**SOURCE TEXT:**
*****

From: Michel on
Hi,

I would like to create a binary package of python that we will ship
with our product. I need to be able to install the package anywhere in
the file system.

The interpreter seems to be ok with that, but a few other tools that
are installed in the PREFIX/bin directory (pydoc, py2to3, python-
config,...) contain hardcoded path to the interpreter.

Is there a way around that? Or an configure option to prevent these
files to be installed?

Regards,

Michel.
From: Mike Kent on
On Apr 14, 4:50 pm, Michel <michel.metz...(a)gmail.com> wrote:
> Hi,
>
> I would like to create a binary package of python that we will ship
> with our product. I need to be able to install the package anywhere in
> the file system.
>
> The interpreter seems to be ok with that, but a few other tools that
> are installed in the PREFIX/bin directory (pydoc, py2to3, python-
> config,...) contain hardcoded path to the interpreter.

*****

**DATA SEGMENT:**
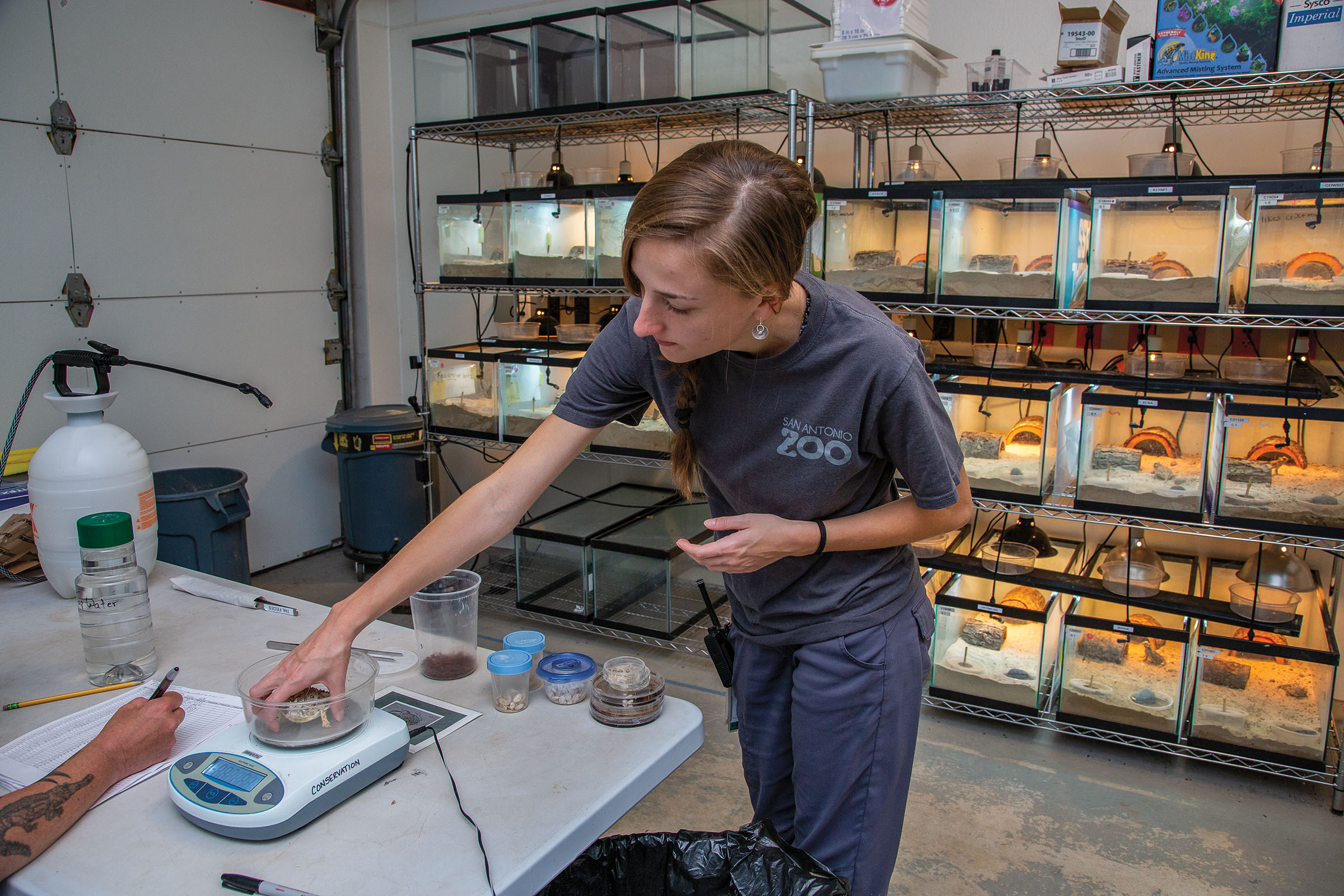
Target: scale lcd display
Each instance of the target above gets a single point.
(233, 774)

*****

**EXERCISE TASK 1:**
Reproduce the Python packaging thread from "From: Michel on" up to and including "to be installed?".
**EXERCISE TASK 2:**
Which tools does the Python packaging thread name as installed in the PREFIX/bin directory?

**WRITTEN REPLY 1:**
From: Michel on
Hi,

I would like to create a binary package of python that we will ship
with our product. I need to be able to install the package anywhere in
the file system.

The interpreter seems to be ok with that, but a few other tools that
are installed in the PREFIX/bin directory (pydoc, py2to3, python-
config,...) contain hardcoded path to the interpreter.

Is there a way around that? Or an configure option to prevent these
files to be installed?

**WRITTEN REPLY 2:**
pydoc, py2to3, python-config